#### Aim:
Please revise the part of the material that opens with the line containing "shape [[368, 205]]." and closes with the line containing "[[180, 83]]", changing "campaign hat" to "service hat" and keeping everything else the same.

#### Rows:

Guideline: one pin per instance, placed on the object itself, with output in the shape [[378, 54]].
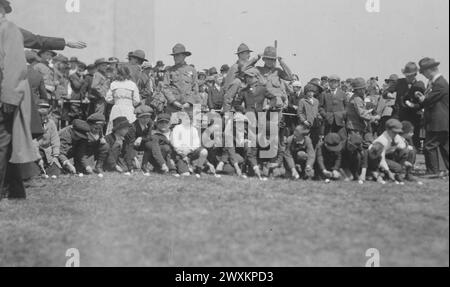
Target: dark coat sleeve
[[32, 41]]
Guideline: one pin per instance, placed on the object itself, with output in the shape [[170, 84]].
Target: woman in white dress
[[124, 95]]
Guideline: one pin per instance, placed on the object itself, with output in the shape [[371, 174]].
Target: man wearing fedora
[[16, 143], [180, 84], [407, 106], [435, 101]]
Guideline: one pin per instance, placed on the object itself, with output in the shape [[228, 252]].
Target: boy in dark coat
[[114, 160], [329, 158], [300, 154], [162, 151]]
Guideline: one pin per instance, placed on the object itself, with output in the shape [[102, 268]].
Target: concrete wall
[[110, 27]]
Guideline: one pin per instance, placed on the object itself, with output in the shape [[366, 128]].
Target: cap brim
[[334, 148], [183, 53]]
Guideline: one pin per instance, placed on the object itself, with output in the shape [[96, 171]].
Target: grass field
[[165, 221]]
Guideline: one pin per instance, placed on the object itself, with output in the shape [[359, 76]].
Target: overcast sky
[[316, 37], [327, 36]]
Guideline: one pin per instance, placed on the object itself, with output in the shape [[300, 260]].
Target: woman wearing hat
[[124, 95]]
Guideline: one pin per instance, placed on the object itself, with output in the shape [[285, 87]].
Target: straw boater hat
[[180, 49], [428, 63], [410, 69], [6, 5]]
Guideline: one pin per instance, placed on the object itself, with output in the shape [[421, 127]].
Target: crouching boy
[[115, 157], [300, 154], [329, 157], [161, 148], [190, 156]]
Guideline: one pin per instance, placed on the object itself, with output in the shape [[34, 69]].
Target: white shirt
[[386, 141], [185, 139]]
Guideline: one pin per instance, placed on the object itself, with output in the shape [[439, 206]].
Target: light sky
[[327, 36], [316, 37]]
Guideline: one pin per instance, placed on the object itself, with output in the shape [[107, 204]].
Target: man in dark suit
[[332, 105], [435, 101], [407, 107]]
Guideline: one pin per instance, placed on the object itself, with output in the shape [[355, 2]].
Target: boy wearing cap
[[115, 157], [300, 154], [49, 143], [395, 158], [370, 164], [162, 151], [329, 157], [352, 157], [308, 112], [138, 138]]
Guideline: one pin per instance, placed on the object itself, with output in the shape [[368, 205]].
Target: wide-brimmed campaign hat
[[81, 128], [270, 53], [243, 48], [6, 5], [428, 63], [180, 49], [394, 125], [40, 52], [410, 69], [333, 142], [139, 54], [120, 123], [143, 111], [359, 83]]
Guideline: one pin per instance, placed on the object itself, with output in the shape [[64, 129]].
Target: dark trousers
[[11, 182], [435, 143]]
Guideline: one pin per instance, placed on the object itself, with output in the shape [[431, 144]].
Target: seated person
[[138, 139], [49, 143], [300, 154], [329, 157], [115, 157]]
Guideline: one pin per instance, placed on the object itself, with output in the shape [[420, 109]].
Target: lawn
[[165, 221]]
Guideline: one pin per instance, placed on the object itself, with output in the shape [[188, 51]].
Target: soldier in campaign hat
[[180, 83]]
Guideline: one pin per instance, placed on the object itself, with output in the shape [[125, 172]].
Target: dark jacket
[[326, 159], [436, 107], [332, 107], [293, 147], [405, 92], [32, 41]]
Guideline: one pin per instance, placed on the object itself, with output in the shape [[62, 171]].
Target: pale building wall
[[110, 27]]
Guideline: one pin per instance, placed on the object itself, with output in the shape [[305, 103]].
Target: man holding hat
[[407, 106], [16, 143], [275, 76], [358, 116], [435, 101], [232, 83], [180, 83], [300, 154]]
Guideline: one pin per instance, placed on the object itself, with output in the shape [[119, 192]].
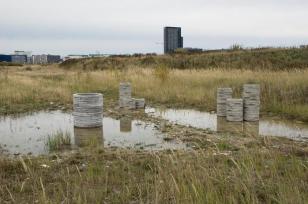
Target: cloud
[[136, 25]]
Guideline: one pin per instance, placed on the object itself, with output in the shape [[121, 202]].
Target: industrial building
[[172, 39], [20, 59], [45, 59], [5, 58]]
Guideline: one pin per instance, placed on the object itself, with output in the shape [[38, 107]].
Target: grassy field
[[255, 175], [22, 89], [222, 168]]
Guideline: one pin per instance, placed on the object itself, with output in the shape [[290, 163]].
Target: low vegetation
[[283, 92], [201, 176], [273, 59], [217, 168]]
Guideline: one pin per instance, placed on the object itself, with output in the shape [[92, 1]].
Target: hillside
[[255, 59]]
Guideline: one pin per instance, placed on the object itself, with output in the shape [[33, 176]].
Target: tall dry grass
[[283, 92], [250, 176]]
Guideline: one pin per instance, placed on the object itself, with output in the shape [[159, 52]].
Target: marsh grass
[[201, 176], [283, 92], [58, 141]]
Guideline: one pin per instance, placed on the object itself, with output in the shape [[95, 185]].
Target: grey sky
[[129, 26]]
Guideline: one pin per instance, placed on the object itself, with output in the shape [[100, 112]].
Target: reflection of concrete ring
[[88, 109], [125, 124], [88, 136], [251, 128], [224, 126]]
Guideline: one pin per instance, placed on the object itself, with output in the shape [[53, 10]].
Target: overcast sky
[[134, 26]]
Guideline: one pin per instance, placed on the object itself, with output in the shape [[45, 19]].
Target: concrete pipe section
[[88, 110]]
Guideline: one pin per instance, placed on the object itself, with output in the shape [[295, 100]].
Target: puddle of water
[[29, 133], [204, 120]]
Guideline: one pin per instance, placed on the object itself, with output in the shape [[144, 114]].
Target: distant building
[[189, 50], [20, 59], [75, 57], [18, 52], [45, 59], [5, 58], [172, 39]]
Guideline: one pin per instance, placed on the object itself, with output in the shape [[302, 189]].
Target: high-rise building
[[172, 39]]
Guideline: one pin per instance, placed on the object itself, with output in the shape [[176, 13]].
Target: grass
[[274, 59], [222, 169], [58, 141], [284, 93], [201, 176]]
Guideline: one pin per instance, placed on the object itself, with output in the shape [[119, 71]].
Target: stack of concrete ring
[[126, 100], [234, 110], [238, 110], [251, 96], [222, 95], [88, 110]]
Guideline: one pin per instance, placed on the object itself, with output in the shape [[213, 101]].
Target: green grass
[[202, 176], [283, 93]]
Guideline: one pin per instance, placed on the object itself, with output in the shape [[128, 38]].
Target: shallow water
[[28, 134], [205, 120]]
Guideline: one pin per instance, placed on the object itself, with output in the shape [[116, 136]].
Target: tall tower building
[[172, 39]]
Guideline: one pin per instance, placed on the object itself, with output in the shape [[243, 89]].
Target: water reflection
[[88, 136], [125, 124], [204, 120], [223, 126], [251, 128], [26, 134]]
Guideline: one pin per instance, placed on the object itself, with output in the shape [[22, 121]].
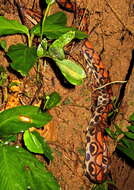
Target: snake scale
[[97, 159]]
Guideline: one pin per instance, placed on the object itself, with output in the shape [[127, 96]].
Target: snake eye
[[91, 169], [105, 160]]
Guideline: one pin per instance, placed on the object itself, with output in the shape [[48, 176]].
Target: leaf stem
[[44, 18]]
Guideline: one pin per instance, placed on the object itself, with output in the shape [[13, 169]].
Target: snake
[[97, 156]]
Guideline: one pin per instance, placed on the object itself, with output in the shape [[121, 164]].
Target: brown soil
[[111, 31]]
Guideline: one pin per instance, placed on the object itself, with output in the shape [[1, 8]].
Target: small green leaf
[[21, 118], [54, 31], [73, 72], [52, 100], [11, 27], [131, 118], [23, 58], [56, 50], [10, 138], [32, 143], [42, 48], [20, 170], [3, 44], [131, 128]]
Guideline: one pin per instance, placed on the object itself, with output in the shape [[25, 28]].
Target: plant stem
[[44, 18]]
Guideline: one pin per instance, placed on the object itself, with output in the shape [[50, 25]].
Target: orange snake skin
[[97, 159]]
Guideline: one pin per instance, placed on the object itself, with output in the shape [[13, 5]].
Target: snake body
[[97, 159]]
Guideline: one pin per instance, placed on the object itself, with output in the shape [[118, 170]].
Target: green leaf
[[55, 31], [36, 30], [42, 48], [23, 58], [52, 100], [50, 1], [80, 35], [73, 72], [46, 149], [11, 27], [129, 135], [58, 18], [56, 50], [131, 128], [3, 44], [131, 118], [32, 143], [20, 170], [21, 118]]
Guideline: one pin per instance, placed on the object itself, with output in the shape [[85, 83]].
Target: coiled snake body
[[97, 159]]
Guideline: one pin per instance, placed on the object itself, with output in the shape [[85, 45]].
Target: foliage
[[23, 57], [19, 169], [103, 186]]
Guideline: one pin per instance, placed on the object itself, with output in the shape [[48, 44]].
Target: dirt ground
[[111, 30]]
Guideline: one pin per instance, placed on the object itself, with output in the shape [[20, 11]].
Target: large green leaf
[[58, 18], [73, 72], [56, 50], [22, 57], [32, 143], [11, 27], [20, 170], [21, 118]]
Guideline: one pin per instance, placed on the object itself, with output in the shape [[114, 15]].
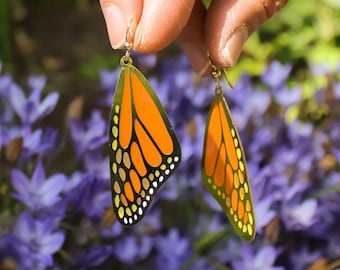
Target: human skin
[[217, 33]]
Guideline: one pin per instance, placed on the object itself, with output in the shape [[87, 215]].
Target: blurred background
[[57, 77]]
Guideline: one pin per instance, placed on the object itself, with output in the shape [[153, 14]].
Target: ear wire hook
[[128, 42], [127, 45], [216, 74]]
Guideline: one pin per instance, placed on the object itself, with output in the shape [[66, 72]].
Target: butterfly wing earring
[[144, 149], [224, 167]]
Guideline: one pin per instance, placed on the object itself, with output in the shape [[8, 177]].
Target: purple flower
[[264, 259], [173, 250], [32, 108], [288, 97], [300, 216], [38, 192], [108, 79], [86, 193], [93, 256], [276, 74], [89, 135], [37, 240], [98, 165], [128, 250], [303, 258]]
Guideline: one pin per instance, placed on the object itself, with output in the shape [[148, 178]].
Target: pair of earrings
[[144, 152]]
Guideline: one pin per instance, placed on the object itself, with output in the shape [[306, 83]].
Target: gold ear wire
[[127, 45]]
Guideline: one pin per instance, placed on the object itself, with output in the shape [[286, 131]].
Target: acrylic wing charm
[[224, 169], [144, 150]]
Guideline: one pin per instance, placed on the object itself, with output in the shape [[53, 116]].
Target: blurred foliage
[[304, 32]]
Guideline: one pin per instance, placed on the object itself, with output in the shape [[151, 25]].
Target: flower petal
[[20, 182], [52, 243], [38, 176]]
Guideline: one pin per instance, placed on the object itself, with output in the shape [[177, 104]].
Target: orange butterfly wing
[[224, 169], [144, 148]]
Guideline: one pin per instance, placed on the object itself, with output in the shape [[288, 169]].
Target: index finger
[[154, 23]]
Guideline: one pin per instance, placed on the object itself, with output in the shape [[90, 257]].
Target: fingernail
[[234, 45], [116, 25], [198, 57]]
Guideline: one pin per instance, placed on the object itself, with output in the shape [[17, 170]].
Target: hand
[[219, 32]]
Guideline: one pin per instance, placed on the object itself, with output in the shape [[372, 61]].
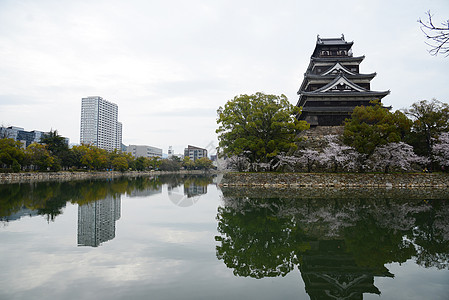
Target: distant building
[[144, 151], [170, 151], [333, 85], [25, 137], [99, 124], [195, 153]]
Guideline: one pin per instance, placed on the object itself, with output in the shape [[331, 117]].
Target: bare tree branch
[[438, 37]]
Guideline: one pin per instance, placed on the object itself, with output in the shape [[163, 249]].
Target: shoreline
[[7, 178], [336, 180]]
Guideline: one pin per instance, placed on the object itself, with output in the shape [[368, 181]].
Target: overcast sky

#### Written response:
Guideline: one pin per instance, placed on the object itself, with output in the shape [[368, 205]].
Target: wide-brimmed service hat
[[81, 128], [270, 53], [243, 48], [6, 5], [428, 63], [180, 49], [394, 125], [40, 52], [410, 69], [333, 142], [139, 54], [120, 123], [143, 111], [359, 83]]
Guideline: one pin per instance, placed on the object itself, with output in the shape [[64, 129]].
Target: dark trousers
[[11, 182], [435, 143]]
Guideline: one pin per instance, placed on the object itself, with output in the shape [[431, 144]].
Target: seated person
[[138, 139], [49, 143], [300, 154], [329, 157], [115, 157]]
Guideline: one pin per instance, placed on the object itself, with output in the shape [[420, 109]].
Target: lawn
[[165, 221]]
Guideline: one pin per instance, placed on the object itself, with output in the shape [[188, 51]].
Target: soldier in service hat
[[180, 83]]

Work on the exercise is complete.